--- What you need to do ---
Select each line in the rows below that contains the word "wall". Treat uppercase and lowercase letters as distinct.

Data listing:
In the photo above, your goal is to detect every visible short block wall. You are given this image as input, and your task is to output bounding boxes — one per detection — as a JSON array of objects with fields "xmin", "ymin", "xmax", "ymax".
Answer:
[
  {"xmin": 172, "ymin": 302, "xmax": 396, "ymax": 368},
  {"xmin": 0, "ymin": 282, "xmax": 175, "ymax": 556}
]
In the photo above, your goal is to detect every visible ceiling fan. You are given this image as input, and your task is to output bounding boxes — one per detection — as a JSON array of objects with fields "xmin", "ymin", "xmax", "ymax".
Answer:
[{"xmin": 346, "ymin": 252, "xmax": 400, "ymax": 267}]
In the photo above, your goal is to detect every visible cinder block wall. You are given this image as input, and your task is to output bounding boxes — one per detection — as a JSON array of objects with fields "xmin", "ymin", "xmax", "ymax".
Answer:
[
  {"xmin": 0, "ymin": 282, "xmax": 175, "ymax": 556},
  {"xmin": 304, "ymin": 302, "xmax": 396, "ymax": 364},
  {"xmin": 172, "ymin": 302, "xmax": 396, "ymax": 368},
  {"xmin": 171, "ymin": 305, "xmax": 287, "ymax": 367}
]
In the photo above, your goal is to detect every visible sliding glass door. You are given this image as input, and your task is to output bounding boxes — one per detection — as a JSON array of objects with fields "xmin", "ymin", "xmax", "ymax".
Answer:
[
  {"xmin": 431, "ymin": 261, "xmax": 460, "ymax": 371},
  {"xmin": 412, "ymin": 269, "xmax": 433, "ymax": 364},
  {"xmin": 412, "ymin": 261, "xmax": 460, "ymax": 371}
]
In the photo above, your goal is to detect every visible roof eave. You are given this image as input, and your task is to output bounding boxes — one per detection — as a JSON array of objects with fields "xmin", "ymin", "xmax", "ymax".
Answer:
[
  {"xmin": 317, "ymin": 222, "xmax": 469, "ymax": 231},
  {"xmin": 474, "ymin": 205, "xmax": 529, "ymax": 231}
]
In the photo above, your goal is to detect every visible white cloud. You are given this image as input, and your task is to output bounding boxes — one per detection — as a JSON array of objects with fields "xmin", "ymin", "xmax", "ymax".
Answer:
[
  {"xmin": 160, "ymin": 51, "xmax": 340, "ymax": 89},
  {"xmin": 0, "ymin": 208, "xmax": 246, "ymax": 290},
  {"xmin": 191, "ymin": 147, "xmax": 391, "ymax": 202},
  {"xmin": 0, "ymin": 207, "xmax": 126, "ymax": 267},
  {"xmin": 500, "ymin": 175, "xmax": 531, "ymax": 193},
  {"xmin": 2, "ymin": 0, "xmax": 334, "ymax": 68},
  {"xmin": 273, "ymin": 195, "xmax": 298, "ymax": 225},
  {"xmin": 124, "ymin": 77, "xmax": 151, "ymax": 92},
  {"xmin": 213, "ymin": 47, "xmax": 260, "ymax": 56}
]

--- Reply to the exercise ---
In the photo above, your goal is to detect every visible short block wall. You are given this image as input, and your task is to output bounding boxes — one per detection — as a JSON array of objects with fields "xmin", "ymin", "xmax", "ymax".
In the photo above, your goal is to detect every visible cinder block wall. You are given this image as input, and your task is to output bounding boxes — one per detection — as a JSON array of objects with fields "xmin", "ymin", "xmax", "ymax".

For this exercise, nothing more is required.